***** Input material *****

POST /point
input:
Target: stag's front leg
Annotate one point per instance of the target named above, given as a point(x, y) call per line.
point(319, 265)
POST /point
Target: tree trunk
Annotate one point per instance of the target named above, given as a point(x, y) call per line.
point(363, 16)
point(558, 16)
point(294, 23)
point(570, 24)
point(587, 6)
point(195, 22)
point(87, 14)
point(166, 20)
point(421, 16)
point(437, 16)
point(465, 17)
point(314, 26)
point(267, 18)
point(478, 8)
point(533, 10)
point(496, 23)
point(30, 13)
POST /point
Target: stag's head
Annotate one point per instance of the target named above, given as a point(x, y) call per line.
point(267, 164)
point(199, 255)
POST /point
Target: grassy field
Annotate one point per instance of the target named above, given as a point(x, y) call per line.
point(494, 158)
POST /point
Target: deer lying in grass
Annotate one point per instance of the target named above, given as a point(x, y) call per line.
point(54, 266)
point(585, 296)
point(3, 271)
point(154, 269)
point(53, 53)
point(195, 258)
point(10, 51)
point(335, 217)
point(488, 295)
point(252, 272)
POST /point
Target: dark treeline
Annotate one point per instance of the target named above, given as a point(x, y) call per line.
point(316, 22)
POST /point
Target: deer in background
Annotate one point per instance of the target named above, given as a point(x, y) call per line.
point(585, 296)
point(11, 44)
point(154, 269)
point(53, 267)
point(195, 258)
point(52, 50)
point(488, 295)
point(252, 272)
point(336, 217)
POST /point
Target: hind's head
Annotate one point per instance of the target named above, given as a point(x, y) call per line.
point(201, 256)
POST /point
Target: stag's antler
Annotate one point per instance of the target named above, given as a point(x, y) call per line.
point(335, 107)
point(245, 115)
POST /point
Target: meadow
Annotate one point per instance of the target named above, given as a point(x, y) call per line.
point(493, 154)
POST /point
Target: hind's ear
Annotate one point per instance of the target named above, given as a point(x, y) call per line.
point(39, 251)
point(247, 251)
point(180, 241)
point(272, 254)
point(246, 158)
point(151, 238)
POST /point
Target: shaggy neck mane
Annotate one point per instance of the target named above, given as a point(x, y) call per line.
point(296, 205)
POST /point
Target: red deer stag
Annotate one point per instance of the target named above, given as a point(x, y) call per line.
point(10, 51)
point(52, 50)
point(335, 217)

*****

_Problem to work on_. With the line holding "Target: tree trunk" as the first and the line holding "Target: hind's head" as the last, set down that range of the entries above exactly, and nothing else.

_Answer section_.
Target: tree trunk
Annotate one point per instance of the target named above, given as a point(x, y) call per line.
point(363, 16)
point(558, 16)
point(294, 23)
point(570, 24)
point(587, 6)
point(195, 22)
point(87, 14)
point(166, 20)
point(421, 16)
point(437, 16)
point(465, 17)
point(314, 26)
point(267, 18)
point(478, 8)
point(533, 10)
point(496, 23)
point(30, 13)
POST /point
Target: stag's head
Annotate one point per instance of the target named above, given as a point(x, y) call per line.
point(267, 164)
point(199, 255)
POST /point
Target: grassy field
Annotate one point per instance of the target named above, given as a point(x, y) call per line.
point(494, 158)
POST /point
Target: deer lying in grass
Annotate one point per instance of the target named above, given as a point(x, y) call per line.
point(54, 266)
point(585, 296)
point(3, 271)
point(154, 269)
point(53, 53)
point(195, 258)
point(10, 51)
point(335, 217)
point(488, 295)
point(252, 272)
POST /point
Target: dark treeline
Annotate one point per instance of the target named above, given as a point(x, y) call per line.
point(316, 22)
POST /point
Target: deer in background
Annotate one point per instance of the target named above, given as a point(x, y) call per line.
point(585, 296)
point(11, 44)
point(154, 269)
point(53, 267)
point(195, 258)
point(52, 50)
point(488, 295)
point(252, 272)
point(336, 217)
POST /point
Target: hind's head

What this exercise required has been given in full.